• _REQUIRED ACTION_
In the listing below, every entry should be duplicated exactly.

• _DATASET CONTENT_
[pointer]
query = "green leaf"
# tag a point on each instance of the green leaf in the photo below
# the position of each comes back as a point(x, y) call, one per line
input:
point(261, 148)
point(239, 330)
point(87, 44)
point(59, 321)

• _EXERCISE ANSWER_
[pointer]
query = "green leaf"
# tag a point on each instance of the green leaf in the photo below
# the position of each comes back as a point(x, y) call, one per line
input:
point(261, 148)
point(239, 330)
point(87, 44)
point(59, 321)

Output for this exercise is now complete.